▶ **Records provided**
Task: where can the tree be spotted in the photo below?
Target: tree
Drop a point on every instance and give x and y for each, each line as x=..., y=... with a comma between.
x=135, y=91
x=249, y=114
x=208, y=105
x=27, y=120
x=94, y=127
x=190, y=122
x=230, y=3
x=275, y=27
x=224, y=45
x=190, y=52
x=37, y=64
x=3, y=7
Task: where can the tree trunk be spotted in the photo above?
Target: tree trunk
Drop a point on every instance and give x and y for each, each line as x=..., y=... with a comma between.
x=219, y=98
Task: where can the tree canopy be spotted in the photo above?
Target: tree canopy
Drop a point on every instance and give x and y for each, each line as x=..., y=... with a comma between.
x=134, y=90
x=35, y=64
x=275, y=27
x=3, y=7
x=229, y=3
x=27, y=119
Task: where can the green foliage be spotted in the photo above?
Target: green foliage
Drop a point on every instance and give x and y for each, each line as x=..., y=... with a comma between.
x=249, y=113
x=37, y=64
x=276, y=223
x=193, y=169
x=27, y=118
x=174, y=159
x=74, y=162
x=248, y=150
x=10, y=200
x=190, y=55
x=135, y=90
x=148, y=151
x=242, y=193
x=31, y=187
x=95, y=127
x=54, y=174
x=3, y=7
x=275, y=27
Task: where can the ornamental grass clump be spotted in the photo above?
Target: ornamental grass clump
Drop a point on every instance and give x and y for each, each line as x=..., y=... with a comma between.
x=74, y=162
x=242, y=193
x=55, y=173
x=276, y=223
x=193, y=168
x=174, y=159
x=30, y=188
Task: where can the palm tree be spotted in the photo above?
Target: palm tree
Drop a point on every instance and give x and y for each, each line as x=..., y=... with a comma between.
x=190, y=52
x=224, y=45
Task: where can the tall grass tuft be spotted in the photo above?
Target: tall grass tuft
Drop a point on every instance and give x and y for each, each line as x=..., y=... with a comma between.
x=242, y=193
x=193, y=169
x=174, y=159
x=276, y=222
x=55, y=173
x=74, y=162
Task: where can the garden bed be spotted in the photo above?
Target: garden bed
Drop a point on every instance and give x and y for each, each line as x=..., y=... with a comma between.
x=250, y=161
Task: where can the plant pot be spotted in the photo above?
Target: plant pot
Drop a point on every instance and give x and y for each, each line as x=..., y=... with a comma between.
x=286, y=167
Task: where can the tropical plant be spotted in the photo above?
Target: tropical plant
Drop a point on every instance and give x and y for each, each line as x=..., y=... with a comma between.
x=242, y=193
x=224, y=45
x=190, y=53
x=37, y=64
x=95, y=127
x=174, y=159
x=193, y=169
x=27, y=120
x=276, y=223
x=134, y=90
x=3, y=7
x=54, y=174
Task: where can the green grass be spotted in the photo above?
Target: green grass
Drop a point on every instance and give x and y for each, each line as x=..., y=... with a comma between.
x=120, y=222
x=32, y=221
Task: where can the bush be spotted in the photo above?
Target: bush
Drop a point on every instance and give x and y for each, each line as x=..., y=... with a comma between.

▶ **What you need to do**
The lines from the one containing "Target: plant pot" through the final line of the listing above are to be repeated exactly, and nothing else is to be printed.

▶ **Completed task**
Target: plant pot
Drop a point on every instance and give x and y for each, each line as x=..., y=... with a comma between.
x=286, y=167
Task: where can the tropical plant be spotted in the photo above?
Target: tropical plant
Drop a point on every instance and give x and y for each, each line as x=..., y=... with a comma between.
x=242, y=193
x=224, y=45
x=190, y=53
x=37, y=64
x=95, y=127
x=174, y=159
x=193, y=169
x=27, y=120
x=276, y=223
x=134, y=90
x=3, y=7
x=54, y=174
Task: where can the green grass be spotted in the photo above?
Target: green grass
Drop a point on every instance and give x and y for each, each line as x=..., y=... with a comma between.
x=120, y=222
x=32, y=221
Task: where can the bush be spotted in the photo above?
Target: bush
Drop a point on every instance and give x and y for each, each line as x=..., y=... with a comma between.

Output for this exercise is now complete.